Consigne écrite 1: Traduisez en anglais cette phrase du texte sur les Voix d'Antonio Porchia : « La fraternité en terres de poésie, ce n'est pas rien, et tout ce qui peut permettre de mieux faire connaître l'œuvre d'Antonio Porchia en langue française est le bienvenu. »

Extrait de page:
★ ★ ★ ★ ★ ★ ★
Les Voix d’Antonio Porchia font par­tie des très grandes œuvres de la poésie mon­di­ale du siè­cle passé. Elles n’avaient jamais été entière­ment réu­nies et traduites en langue française, nous n’en con­nais­sions que des par­ties et/ou des frag­ments, selon les édi­tions. Pub­li­er l’ensemble de ces « voix », dont la paru­tion en langue orig­i­nale a com­mencé en 1943, était donc à la fois une néces­sité et un défi. Le lecteur ne pour­ra que remerci­er Danièle Faugeras et Pas­cale Jan­ot, ani­ma­tri­ces de la col­lec­tion Po&Psy des édi­tions Erès, laque­lle s’impose peu à peu et de fort belle manière dans le paysage poé­tique français actuel. Nous sommes d’autant plus heureux de voir enfin paraître in exten­so les Voix de Porchia que les édi­tions Erès et Po&psy nous avaient fait cadeau d’une « avant pre­mière » il y a quelques mois, per­me­t­tant à Recours au Poème d’être la pre­mière revue de langue française à pub­li­er cer­taines des « voix » inédites de Porchia. On lira donc des extraits du vol­ume venant de paraître ici :

https://www.recoursaupoeme.fr/po%C3%A8tes/antonio-porchia

La fra­ter­nité en ter­res de poésie, ce n’est pas rien, et tout ce qui peut per­me­t­tre de mieux faire con­naître l’œuvre d’Antonio Porchia en langue française est le bienvenu.
★ ★ ★ ★ ★ ★ ★
Enregistrements affichés:
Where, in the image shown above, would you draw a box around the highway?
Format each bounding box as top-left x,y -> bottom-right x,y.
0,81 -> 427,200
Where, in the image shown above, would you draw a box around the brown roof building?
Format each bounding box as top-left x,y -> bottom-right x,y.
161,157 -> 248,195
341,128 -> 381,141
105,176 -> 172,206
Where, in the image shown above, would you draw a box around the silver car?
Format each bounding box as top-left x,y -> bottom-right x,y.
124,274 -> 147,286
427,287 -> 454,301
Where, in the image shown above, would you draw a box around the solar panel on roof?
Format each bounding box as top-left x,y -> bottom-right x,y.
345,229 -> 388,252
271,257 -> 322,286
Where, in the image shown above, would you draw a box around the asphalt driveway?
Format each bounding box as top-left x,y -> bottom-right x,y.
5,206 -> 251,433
★ ★ ★ ★ ★ ★ ★
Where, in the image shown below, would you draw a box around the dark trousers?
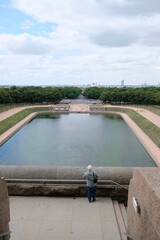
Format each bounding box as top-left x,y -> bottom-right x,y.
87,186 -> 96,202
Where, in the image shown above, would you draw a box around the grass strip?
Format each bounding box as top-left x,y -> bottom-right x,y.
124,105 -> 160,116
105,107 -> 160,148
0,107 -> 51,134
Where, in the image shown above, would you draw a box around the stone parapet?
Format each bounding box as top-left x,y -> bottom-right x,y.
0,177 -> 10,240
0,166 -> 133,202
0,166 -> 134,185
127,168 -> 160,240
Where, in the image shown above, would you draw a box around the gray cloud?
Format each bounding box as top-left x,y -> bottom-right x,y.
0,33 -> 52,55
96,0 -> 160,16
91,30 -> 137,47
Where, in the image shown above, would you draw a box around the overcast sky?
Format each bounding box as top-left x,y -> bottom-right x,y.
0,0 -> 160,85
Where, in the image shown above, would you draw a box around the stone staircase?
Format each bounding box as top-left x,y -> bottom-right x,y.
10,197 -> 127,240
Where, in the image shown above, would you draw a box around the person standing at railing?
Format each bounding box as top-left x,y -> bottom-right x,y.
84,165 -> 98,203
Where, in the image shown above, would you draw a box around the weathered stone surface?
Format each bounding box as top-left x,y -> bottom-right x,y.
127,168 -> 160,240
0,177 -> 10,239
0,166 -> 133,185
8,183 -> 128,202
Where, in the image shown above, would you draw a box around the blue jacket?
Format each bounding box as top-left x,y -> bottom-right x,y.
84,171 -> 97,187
★ ★ ★ ★ ★ ★ ★
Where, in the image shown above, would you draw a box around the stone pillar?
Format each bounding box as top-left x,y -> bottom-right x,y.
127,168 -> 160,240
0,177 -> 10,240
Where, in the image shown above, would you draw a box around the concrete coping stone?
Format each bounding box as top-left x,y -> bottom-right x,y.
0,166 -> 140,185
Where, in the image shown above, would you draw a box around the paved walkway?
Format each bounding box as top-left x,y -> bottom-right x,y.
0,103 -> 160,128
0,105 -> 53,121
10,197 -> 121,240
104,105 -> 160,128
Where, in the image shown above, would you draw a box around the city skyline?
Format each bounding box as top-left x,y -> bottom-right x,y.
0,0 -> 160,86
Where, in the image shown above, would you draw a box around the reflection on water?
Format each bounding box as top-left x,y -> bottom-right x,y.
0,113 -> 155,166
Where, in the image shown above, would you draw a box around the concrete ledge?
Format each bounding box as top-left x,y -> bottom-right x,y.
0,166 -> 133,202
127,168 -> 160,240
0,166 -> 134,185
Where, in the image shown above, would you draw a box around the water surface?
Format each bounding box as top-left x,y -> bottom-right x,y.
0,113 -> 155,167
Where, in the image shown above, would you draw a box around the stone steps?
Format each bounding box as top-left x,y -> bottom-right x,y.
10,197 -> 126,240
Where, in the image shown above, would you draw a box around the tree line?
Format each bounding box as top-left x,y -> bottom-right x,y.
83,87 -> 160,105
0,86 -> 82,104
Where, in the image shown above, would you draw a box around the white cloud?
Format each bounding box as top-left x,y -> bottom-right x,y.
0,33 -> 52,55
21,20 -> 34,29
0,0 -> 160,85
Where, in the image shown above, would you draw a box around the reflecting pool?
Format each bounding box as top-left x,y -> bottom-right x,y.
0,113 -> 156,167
★ ★ ★ ★ ★ ★ ★
Consigne écrite 2: Recopiez à l'identique, dans les enregistrements, la partie qui s'ouvre sur la ligne contenant « Where, in the image shown below, would » et se ferme sur celle contenant « 84,171 -> 97,187 », ces deux lignes comprises. Omettez les images.

Résultat de l'exercice 1: Fraternity in the lands of poetry is no small thing, and anything that can help make Antonio Porchia's work better known in French is welcome.

Résultat de l'exercice 2:
Where, in the image shown below, would you draw a box around the dark trousers?
Format each bounding box as top-left x,y -> bottom-right x,y.
87,186 -> 96,202
Where, in the image shown above, would you draw a box around the grass strip?
Format each bounding box as top-left x,y -> bottom-right x,y.
124,105 -> 160,116
105,107 -> 160,148
0,107 -> 51,134
Where, in the image shown above, would you draw a box around the stone parapet?
Format each bounding box as top-left x,y -> bottom-right x,y.
0,177 -> 10,240
0,166 -> 133,202
0,166 -> 134,185
127,168 -> 160,240
Where, in the image shown above, would you draw a box around the gray cloud?
Format each bounding box as top-left x,y -> bottom-right x,y.
0,33 -> 52,55
96,0 -> 160,16
91,30 -> 137,47
Where, in the image shown above, would you draw a box around the overcast sky?
Format each bounding box as top-left x,y -> bottom-right x,y.
0,0 -> 160,85
Where, in the image shown above, would you draw a box around the stone staircase?
Format each bounding box as top-left x,y -> bottom-right x,y.
10,197 -> 127,240
Where, in the image shown above, would you draw a box around the person standing at railing?
Format each bounding box as top-left x,y -> bottom-right x,y.
84,165 -> 98,203
Where, in the image shown above, would you draw a box around the weathered stone surface?
Format each bounding box as top-left x,y -> bottom-right x,y.
127,168 -> 160,240
0,177 -> 10,239
0,166 -> 133,185
8,183 -> 128,202
Where, in the image shown above, would you draw a box around the blue jacket?
Format each bounding box as top-left x,y -> bottom-right x,y.
84,171 -> 97,187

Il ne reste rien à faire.